The chancellor tells us that the top 1% of earners now pay 30% of the tax, so you would think that he might at least be polite. If I had a business where 30% of my income came from 1% of my customers, I think I would be really nice to them. Funny that the Treasury does not see it that way.
There was not very much to get excited about on the private client front although, as widely predicted, capital gains tax is being extended to non-residents to a limited extent. It is proposed that from April 2015, future capital gains on UK residential property in the hands of non-residents will be chargeable to capital gains tax. There is no indication of which non-residents will be affected; individuals and trusts, I expect, because they have already done companies. Whether this refers to gains realised after April 2015 or to increases in value from that date is not clear – and whether there is a £2m threshold (and reliefs for let property) like there is for the ATED and SDLT is not known – but they will be telling us soon. The BBC described this as the ‘oligarchs’ tax’, but I am not sure how many oligarchs would find anything suitable in central London for £2m.
From 2015, there will be a transferable married couple’s allowance of £1,000 but only for those paying tax at the basic rate. I understand that Mr Cameron considers marriage to be a very good thing that needs to be encouraged, but apparently not if you are a higher rate taxpayer.
For some reason, the principal private residence exemption has found its way onto the chancellor’s list of priorities and in particular the continuation of the relief for the last 36 months of ownership after you have moved out – giving a period of grace to sell the property without a charge to capital gains tax. From April 2014, this period is being reduced to only 18 months. I was not aware that this was a matter of any great concern in the corridors of power, but you live and learn.

● **PROMPT A**:
Answer these from the tax commentary:
(i) From April 2015, what gains in the hands of non-residents are to become chargeable to capital gains tax?
(ii) How large is the transferable married couple's allowance, and which taxpayers can use it?
(iii) From April 2014, what is the relief period for the last months of ownership being reduced to?
● **PROMPT B**: Extend the tax commentary from its last paragraph, in the same voice.

● **DATA SEGMENT**:
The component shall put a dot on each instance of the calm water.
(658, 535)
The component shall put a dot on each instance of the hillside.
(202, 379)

● **REPLY A**:
(i) Future capital gains on UK residential property.
(ii) £1,000, and only for those paying tax at the basic rate.
(iii) 18 months, down from 36.

● **REPLY B**:
The hostility towards tax schemes hots up still further, which is entirely understandable, but there is an increasing danger that ordinary and innocent transactions will get caught up in all this as collateral damage. That will be of real concern to those who regard the rule of law as a good thing.
Roll on next March, when I am sure Mr Osborne will have even better news.
Every little helps, writes David Whiscombe
While there is nothing in the Statement to send SMEs into frenzies of delight, there is nothing (in most cases, and with one notable exception) to cause paroxysms of despair either; and a few things which may help out a little. Employers’ NIC is abolished (from April 2015) for workers under 21; but I do wonder, in the light of recent publicity about the poor educational standards of the young, if that will be enough to bribe employers to take on younger workers.
Modest increases in the limits for SIPs and SAYE share schemes (from April 2014) marginally improve the attractiveness of these schemes but are not game-changing, though altruistic SME owners with no younger generation to inherit the business may find some attraction in the three new tax reliefs designed to encourage indirect employee ownership through the medium of employee ownership trusts.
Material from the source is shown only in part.